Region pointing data
"""
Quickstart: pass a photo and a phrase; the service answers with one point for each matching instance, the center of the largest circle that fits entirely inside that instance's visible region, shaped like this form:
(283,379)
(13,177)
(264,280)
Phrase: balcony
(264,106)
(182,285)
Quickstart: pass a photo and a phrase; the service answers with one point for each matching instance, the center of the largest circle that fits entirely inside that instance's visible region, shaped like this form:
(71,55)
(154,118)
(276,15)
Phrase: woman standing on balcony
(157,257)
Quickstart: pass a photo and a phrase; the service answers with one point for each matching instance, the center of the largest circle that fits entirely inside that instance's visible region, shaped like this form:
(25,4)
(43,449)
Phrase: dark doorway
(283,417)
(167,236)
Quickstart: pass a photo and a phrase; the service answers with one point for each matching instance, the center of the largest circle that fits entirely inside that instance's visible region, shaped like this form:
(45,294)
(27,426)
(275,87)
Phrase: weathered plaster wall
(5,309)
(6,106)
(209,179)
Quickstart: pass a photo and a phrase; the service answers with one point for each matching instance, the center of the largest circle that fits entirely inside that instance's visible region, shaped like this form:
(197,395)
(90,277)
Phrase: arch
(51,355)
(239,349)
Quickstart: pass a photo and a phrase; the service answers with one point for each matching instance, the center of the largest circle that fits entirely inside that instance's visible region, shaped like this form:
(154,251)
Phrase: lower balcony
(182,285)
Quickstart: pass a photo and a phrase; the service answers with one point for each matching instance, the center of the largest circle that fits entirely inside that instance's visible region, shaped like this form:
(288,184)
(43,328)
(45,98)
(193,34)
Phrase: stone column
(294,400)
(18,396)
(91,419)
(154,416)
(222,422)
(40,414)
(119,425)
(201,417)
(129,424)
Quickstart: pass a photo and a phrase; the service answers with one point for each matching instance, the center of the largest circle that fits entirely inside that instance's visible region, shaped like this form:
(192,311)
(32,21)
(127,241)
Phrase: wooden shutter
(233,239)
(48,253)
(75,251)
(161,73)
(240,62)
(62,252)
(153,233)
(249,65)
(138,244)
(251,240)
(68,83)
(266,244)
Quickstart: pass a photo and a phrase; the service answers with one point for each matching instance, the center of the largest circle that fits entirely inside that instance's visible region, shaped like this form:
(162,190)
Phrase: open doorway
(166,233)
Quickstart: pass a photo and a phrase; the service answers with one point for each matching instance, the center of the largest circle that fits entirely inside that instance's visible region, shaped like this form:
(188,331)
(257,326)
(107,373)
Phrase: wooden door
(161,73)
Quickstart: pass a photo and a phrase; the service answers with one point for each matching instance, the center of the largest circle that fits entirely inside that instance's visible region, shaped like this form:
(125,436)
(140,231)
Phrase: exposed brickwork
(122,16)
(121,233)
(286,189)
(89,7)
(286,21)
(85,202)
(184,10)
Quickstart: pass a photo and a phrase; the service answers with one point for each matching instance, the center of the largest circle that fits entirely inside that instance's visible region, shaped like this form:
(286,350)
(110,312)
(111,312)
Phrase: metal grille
"""
Assignment
The records above are to be written out again word for word.

Solution for this problem
Quickstart: pass a photo and a phrase; the service answers with one point for each matching instance, the center of the largest circle that fits entirely inside that instance's visible region, shaped like this form:
(283,379)
(13,177)
(264,280)
Phrase: balcony
(264,106)
(182,285)
Quickstart: pass a photo and a phrase; the service answers with one point for each matching instance, the center of the largest circle that fits entirely inside that instance's visible region, shaped like this form:
(71,55)
(154,118)
(276,15)
Phrase: woman standing on balcony
(157,257)
Quickstart: pass a photo and a phrase; the service answers with one point for each matching instance, the center of the largest circle that fits entirely inside that instance's visible region, shaped like this form:
(25,4)
(43,449)
Phrase: dark doorway
(283,417)
(167,236)
Quickstart: pass a photo and a phrase; the service answers with one point for each matching instance, the center of the largest circle that fits entirely inside that instance's visible region, shaped like this form:
(45,294)
(27,426)
(275,87)
Phrase: weathered plaster wall
(5,309)
(6,106)
(209,179)
Quickstart: pass a photo and a phrase; the service answers with one point for each matching instance, the center of the largest circle that fits entirely inside that instance's visible region, shaped like this form:
(197,395)
(90,277)
Phrase: arch
(51,355)
(239,349)
Quickstart: pass a photo and a phrase; the service answers with one point for each matching instance, the center of the largest circle that fits entirely inside that instance's visible region, shaped like this form:
(154,251)
Phrase: lower balcony
(182,285)
Quickstart: pass a photo and a phrase; the service answers with one point for each matching instance, the center of the largest circle that fits entirely inside that instance's visible region, shaped like this form:
(288,184)
(43,328)
(45,98)
(193,34)
Phrase: stone column
(294,400)
(18,396)
(91,419)
(154,416)
(222,422)
(40,414)
(119,425)
(201,417)
(129,424)
Quickstart: pass a photo and a phrase; the service answers with one point for each matching instance, the center of the largest circle that fits entirely inside that instance's visible region, shaped like this form:
(192,311)
(32,21)
(127,241)
Phrase: wooden shutter
(233,239)
(48,253)
(75,251)
(161,73)
(240,62)
(62,252)
(153,233)
(249,65)
(138,244)
(251,240)
(68,83)
(266,244)
Quickstart: pass a photo and a phrase; the service answers with one point for each matching instance, the center of the largest circle that fits entirely inside that instance's visible region, shaped like this form:
(162,190)
Phrase: open doorway
(166,233)
Quickstart: pass a photo and a phrase; the service answers with one point for each matching instance, the center of the largest circle that fits entirely inside that instance's visible region, shaped like this form:
(188,331)
(257,326)
(107,373)
Phrase: wooden door
(161,73)
Quickstart: pass a photo and a phrase; the service answers with one point for each matching instance, the center of the largest circle that fits entirely inside that instance's visible region, shaped like this form:
(125,436)
(140,231)
Phrase: exposed brickwork
(122,16)
(121,233)
(286,189)
(89,7)
(286,21)
(85,202)
(184,10)
Quickstart: pass a photo and a phrase; the service answers with one point for each matching instance, the center of the largest circle that fits entirely inside that instance's visible region, shaped like this form:
(286,350)
(110,312)
(111,312)
Phrase: metal grille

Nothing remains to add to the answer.